-- Short exercise A --
Copy the article below on Cardinal center Zack Quaccia word for word, starting at "Most senior athletes" and ending at "last four years.".

-- Document passage --
-- START --
Quietly Leading the Way

Most senior athletes would be hard pressed to write a better script than this. With just three games remaining in your collegiate career, consider the following: you're sporting a 6-2 overall record, are tied for second place in arguably one of the best conferences in college football and have already knocked off two teams ranked in the nation's top-five. Throw in the fact that you're a lock for a bowl game and have been ranked in the top-25 for six of the last seven weeks.

These are the kinds of things that keep upperclassmen focused during the beginning of preseason workouts. As for Cardinal senior Zack Quaccia, publicity and fanfare may as well be thrown out of the equation. The sheer joy of competition is enough for Quaccia, and has been for the last four years.

'It doesn't matter,' says Quaccia about the publicity. 'I've been playing long enough to know that it really doesn't matter very much to me. You just have to go out there and do your job and get it done.'

That plain-and-simple approach has been Quaccia's mindset since he first appeared on The Farm in 1997. Then again, what else would you expect from a starting center? Playing a position that often goes unrecognized or perhaps doesn't receive as much notoriety as the others tends to keep you somewhat subdued. That's not an issue with Quaccia, who prefers to just go about his business and let his teammates handle the exposure.

However, to say that the Oakdale, Calif., native hasn't played a role in the Cardinal's magical season would be a huge understatement. Quaccia and the rest of the veteran offensive line have been instrumental to Stanford's offensive success in 2001. Quaccia and company have done a superb job of paving the way for the running game, which was second in the Pac-10 and 22nd in the nation in rushing offense entering the Big Game. The offensive line has done an equally efficient job of protecting the quarterback, as Cardinal signal-callers have thrown for close to 2000 yards and 20 touchdown passes. Quaccia, along with Eric Heitmann and Greg Schindler, have all now been in the starting lineup for the third straight season and have combined to start 87 games the past two-plus years. According to Quaccia, that kind of continuity has made a difference.
-- END --
-- Items --
-- START --
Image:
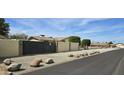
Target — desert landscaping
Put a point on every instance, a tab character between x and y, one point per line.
35	62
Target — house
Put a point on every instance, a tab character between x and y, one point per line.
120	45
41	38
2	37
99	45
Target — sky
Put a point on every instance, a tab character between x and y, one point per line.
96	29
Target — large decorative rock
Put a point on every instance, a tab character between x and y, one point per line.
86	54
36	62
4	71
49	61
7	61
14	67
82	55
71	55
77	56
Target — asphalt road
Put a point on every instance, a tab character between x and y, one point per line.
109	63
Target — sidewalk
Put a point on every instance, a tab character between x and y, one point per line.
59	58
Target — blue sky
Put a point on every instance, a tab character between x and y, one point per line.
96	29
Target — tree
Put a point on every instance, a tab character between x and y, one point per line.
85	43
19	36
4	27
75	39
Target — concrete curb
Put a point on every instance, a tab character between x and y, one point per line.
119	70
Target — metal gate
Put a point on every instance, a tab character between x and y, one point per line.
32	47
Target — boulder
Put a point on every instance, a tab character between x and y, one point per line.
36	62
14	67
86	54
7	61
4	71
49	61
71	55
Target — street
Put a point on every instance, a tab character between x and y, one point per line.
109	63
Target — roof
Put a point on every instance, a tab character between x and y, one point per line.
2	37
99	43
41	38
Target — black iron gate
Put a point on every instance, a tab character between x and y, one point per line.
32	47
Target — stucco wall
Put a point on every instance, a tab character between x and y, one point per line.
9	48
74	46
62	46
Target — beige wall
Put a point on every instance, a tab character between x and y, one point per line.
74	46
62	46
9	48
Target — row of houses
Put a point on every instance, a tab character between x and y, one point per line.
35	45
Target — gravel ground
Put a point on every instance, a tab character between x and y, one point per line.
59	58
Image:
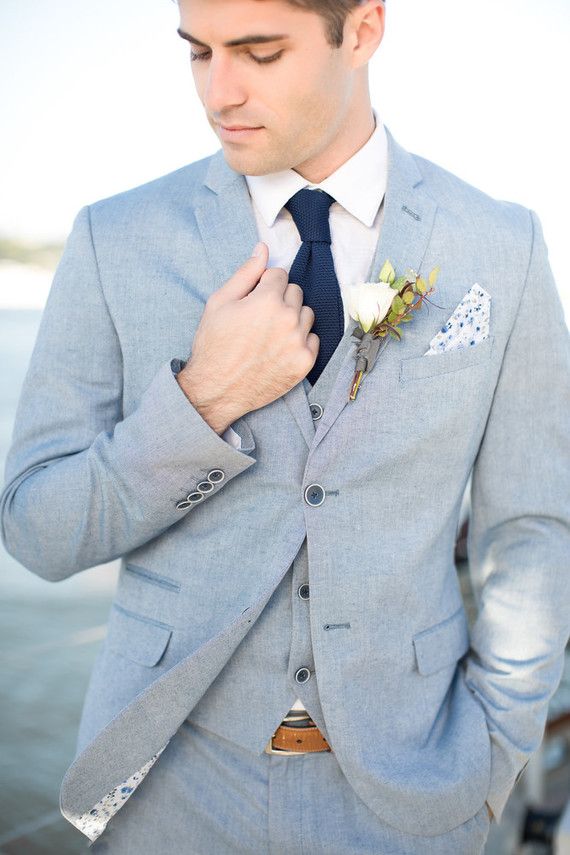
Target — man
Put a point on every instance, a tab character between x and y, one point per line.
288	665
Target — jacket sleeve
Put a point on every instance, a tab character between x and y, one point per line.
82	485
519	531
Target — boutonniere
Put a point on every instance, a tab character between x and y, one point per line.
380	307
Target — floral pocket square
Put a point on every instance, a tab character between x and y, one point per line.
467	326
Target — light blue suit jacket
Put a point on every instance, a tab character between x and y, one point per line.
426	718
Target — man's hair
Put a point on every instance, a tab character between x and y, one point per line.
334	13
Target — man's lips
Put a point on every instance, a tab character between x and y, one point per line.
238	127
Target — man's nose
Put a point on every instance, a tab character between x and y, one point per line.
224	87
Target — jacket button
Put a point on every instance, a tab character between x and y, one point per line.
302	675
314	495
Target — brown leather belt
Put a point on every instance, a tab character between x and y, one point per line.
289	739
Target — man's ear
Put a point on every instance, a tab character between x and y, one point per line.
365	30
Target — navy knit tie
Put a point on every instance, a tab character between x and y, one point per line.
313	269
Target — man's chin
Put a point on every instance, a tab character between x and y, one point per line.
240	162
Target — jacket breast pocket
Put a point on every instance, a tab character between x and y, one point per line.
137	638
443	644
436	365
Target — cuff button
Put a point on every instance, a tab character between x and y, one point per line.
181	506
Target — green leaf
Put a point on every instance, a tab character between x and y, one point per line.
398	304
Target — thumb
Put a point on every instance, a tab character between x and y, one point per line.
248	275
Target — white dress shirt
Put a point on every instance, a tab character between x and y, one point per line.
358	186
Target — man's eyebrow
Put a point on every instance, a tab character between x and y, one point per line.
244	40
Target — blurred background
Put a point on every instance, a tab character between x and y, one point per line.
98	98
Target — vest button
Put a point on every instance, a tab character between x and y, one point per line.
314	495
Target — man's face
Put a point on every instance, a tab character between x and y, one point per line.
300	102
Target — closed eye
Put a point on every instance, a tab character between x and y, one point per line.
259	59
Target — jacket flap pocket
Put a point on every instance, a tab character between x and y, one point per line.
136	637
442	644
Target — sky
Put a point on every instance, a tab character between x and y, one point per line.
99	97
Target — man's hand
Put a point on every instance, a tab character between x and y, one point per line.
252	345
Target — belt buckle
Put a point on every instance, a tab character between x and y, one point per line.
269	749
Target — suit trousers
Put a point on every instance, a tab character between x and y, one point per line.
209	796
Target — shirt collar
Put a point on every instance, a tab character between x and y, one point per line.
358	184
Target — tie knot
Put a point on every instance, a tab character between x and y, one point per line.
310	211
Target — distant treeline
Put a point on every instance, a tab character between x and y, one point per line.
25	252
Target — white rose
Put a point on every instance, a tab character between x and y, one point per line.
369	303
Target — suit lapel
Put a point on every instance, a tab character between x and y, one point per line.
227	226
409	213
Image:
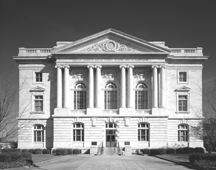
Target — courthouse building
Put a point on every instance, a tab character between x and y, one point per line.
109	89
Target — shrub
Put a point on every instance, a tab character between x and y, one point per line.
31	150
170	151
61	151
70	151
24	150
53	151
76	151
145	151
37	151
46	151
199	150
188	150
5	157
10	150
201	156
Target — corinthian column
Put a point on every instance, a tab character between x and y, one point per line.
162	85
59	86
155	87
130	86
66	86
98	91
123	87
91	87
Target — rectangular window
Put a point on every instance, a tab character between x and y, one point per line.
38	77
183	103
39	103
182	76
38	133
141	100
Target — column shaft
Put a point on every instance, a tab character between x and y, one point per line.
91	87
155	87
98	90
162	85
130	87
59	87
66	86
123	87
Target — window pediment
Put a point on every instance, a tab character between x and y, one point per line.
183	89
37	89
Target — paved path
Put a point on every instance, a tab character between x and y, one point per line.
85	162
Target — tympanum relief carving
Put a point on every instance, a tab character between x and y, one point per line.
109	46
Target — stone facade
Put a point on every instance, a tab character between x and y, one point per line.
110	88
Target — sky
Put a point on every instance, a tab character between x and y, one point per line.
41	23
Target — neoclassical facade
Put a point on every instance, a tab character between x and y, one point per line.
109	89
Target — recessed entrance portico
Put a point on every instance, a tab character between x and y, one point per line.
110	134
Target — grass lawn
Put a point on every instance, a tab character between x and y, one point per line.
42	157
182	158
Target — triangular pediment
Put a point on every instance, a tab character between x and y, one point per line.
110	41
183	89
37	89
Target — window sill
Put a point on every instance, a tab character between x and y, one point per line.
182	112
37	112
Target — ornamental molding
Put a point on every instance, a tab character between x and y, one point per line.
109	75
140	75
78	75
109	46
143	120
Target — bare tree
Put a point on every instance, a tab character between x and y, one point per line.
206	128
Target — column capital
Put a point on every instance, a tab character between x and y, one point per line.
154	66
130	66
122	66
90	66
98	66
66	66
161	66
58	66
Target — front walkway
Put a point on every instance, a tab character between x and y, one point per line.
85	162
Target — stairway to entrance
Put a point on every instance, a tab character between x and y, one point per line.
109	151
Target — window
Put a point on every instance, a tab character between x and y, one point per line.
182	77
80	96
143	132
182	103
183	132
38	77
38	133
78	132
39	103
110	96
141	96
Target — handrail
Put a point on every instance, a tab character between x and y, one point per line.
100	149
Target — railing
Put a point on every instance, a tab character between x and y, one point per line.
100	149
35	51
187	51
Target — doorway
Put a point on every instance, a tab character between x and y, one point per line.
110	134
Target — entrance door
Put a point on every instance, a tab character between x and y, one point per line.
110	138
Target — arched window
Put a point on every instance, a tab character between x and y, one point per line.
183	132
143	132
80	96
110	96
38	133
78	132
141	96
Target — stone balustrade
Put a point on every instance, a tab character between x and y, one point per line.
187	51
34	51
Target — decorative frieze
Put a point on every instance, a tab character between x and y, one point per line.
109	46
109	75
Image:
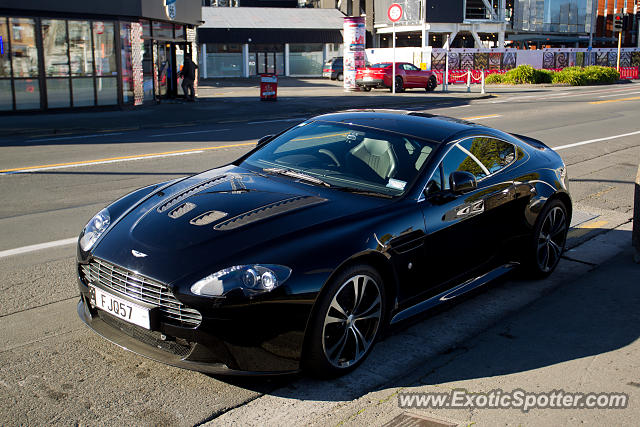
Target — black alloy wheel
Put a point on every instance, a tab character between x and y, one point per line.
549	238
347	323
431	84
399	85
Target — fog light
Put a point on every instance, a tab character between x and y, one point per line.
268	280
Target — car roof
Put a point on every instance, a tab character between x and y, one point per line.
420	125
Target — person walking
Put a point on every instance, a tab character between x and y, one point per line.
188	74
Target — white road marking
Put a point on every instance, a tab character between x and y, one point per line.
39	246
190	132
101	162
278	120
591	141
75	137
617	94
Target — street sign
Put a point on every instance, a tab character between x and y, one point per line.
395	12
618	22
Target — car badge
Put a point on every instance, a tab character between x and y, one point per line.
138	254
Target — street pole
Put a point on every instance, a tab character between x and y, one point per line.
393	64
445	80
619	46
635	234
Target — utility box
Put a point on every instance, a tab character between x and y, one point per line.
268	87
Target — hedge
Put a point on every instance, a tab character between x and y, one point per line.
575	76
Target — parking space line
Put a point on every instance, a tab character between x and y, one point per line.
488	116
591	141
120	159
39	246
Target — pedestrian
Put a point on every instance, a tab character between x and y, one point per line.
188	74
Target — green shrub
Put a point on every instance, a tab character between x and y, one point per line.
494	78
544	76
578	76
521	74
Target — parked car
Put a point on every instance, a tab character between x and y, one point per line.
300	253
406	76
333	69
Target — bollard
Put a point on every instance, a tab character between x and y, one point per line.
635	234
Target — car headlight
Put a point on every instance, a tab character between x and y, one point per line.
248	279
94	229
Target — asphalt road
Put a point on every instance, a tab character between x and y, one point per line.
54	370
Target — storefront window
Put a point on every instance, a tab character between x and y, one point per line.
5	61
162	30
27	94
104	48
306	59
224	60
80	48
58	93
127	65
82	91
54	42
24	53
6	97
147	71
107	89
146	28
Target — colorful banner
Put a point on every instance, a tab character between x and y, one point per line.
354	44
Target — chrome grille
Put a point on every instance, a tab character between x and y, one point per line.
143	289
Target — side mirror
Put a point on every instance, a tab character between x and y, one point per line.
462	182
264	140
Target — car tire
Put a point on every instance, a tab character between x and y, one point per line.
431	84
347	321
399	85
548	240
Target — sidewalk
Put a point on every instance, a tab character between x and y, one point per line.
225	101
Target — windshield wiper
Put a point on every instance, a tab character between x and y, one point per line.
354	190
300	175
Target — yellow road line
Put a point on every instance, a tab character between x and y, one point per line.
481	117
136	156
635	98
-- END --
-- Short exercise B --
In the rows above, how many lines contain the string "gate"? Case matters; reply with the number only.

-- Exercise solution A --
Most senior athletes would be hard pressed to write a better script than this. With just three games remaining in your collegiate career, consider the following: you're sporting a 6-2 overall record, are tied for second place in arguably one of the best conferences in college football and have already knocked off two teams ranked in the nation's top-five. Throw in the fact that you're a lock for a bowl game and have been ranked in the top-25 for six of the last seven weeks.

These are the kinds of things that keep upperclassmen focused during the beginning of preseason workouts. As for Cardinal senior Zack Quaccia, publicity and fanfare may as well be thrown out of the equation. The sheer joy of competition is enough for Quaccia, and has been for the last four years.

-- Exercise solution B --
2